# START OF Supplied records

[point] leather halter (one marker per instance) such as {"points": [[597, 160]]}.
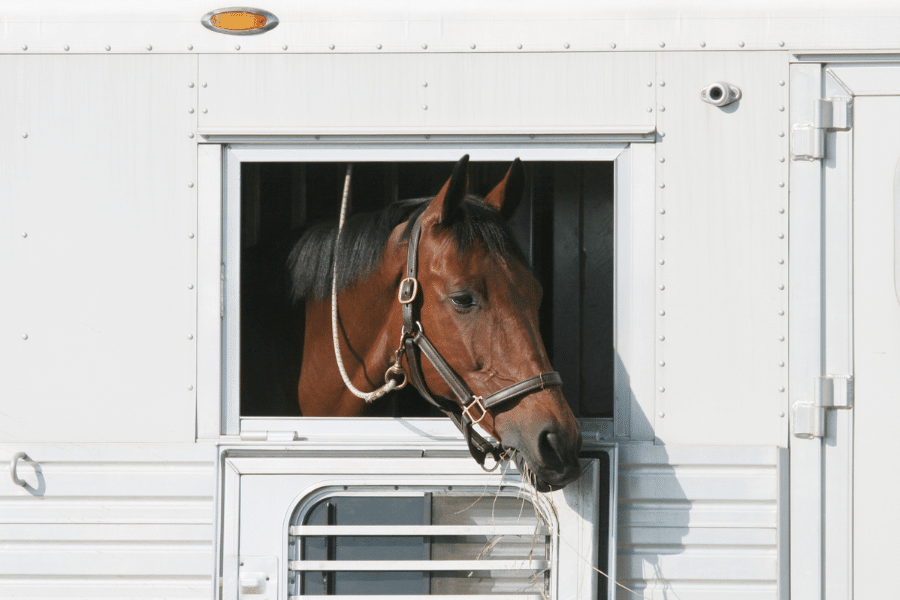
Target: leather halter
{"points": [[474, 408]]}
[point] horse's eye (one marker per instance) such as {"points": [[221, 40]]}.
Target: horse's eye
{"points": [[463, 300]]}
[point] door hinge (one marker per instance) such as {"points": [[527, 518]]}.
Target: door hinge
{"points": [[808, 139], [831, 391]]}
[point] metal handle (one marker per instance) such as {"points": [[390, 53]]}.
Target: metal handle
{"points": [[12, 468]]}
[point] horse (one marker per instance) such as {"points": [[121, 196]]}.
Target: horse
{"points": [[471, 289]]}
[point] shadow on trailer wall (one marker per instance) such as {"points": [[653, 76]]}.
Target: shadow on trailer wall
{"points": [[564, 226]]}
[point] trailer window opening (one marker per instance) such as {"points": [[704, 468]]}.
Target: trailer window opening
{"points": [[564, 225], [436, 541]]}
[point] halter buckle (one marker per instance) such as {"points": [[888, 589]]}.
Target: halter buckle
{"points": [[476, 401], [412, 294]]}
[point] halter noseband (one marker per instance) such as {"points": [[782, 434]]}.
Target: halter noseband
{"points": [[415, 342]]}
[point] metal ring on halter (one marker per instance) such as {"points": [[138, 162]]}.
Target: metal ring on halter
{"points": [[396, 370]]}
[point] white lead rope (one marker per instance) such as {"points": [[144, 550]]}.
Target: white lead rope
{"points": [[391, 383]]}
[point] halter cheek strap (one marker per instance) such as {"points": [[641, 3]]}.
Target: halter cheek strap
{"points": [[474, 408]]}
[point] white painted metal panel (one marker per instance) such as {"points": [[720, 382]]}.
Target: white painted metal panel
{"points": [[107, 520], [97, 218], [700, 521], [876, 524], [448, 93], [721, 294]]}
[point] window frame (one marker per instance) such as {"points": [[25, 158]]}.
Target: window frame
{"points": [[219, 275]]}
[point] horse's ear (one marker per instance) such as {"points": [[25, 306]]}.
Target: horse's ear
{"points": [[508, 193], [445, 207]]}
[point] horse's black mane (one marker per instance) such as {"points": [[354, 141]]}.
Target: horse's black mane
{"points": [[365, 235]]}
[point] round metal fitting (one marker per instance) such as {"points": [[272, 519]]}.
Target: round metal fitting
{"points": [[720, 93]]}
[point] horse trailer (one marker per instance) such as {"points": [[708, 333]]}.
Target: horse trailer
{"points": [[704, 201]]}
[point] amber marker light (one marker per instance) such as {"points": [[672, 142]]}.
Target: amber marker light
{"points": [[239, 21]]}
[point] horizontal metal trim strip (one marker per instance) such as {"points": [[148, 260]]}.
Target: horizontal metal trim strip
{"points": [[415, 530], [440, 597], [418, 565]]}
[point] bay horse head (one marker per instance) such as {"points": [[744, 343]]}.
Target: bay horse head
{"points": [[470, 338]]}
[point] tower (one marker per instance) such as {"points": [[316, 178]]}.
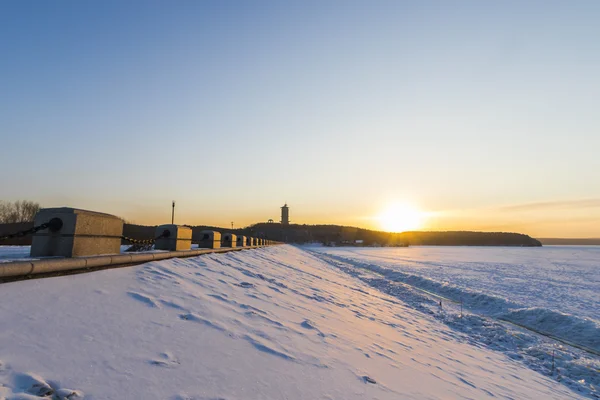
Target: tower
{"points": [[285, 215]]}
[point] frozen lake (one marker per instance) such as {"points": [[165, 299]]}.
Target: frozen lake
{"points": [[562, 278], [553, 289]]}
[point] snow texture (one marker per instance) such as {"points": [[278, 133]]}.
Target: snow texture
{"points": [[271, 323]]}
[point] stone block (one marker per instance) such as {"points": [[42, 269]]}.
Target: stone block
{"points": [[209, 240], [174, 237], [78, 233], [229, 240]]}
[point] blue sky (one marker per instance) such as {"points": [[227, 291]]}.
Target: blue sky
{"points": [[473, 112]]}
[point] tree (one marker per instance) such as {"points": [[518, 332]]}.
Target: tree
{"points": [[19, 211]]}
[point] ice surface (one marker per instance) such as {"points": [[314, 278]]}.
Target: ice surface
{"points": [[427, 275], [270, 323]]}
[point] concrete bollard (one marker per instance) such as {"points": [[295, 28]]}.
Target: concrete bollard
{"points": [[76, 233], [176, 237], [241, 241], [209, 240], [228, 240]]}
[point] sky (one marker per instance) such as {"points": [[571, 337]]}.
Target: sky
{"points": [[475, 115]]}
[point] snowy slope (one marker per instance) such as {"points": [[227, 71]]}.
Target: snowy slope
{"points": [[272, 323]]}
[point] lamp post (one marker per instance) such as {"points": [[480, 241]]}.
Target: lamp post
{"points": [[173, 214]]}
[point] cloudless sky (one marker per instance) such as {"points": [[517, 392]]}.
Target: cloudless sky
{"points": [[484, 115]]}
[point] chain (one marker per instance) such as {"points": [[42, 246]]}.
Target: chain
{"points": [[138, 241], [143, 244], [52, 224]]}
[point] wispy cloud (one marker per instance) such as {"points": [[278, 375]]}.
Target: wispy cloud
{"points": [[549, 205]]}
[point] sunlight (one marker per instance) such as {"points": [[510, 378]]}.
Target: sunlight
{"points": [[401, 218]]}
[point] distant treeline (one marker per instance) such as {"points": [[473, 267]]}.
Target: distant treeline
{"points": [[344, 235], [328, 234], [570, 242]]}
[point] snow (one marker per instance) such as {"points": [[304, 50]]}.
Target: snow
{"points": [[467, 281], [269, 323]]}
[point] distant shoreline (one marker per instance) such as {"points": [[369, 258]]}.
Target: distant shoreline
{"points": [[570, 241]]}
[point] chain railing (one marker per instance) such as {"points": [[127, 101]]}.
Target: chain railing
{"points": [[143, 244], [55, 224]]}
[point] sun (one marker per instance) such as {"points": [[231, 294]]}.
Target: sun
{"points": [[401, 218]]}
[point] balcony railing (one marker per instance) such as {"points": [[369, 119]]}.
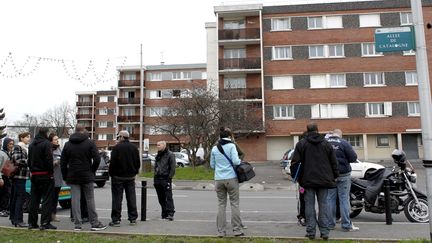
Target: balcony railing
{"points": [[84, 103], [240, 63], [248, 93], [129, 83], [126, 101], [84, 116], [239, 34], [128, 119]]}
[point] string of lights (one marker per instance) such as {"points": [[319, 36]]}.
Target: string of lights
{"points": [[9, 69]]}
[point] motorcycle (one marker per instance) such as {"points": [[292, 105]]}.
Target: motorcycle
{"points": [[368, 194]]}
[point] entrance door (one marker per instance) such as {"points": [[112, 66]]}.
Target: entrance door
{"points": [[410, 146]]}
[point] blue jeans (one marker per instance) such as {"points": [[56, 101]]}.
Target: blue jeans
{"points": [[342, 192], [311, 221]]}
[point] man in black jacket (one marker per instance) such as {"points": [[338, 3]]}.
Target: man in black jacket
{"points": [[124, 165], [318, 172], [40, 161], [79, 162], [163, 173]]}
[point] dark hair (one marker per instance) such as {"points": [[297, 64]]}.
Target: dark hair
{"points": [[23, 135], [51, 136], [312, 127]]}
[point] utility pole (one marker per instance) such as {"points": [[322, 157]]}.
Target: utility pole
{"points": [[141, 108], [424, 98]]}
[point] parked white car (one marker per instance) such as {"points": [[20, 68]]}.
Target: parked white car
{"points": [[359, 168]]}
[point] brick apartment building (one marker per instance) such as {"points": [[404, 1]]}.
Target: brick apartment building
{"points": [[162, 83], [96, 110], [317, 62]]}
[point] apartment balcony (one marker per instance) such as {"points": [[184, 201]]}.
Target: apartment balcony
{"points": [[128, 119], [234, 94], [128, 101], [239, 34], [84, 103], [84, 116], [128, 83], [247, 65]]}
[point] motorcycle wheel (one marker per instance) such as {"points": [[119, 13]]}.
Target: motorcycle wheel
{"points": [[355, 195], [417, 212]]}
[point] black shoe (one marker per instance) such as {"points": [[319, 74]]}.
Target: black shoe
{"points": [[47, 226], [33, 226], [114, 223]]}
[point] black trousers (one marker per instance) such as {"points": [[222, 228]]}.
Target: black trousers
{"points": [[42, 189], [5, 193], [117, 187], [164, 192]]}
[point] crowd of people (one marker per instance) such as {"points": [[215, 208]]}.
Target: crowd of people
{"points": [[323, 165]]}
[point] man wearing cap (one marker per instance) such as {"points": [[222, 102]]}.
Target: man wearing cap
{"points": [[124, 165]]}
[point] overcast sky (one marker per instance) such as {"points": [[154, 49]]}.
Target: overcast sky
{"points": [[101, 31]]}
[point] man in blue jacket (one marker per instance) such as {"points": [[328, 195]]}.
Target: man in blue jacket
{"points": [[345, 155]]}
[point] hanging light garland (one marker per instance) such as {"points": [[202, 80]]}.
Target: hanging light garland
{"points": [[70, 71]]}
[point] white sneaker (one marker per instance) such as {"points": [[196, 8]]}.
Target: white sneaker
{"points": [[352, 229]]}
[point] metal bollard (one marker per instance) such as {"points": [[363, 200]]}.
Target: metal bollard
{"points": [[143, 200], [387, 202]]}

# END OF Supplied records

_Stated goal:_
What needs duplicating is the run of lines from the one containing "[point] man in blue" through the last line of the entries above, exact and complete.

_Problem solution:_
[point] man in blue jacket (one marker per instance) such as {"points": [[328, 195]]}.
Target: man in blue jacket
{"points": [[345, 155]]}
[point] hanging light garland (one marker per instance) such as {"points": [[202, 80]]}.
Target: hanging light garland
{"points": [[70, 71]]}
[point] white sneaker (one marker per instance) such as {"points": [[196, 8]]}.
Target: white sneaker
{"points": [[352, 229]]}
[point] metal bollard (one marker per instance) such as {"points": [[363, 200]]}.
Target: metal bollard
{"points": [[143, 200], [387, 202]]}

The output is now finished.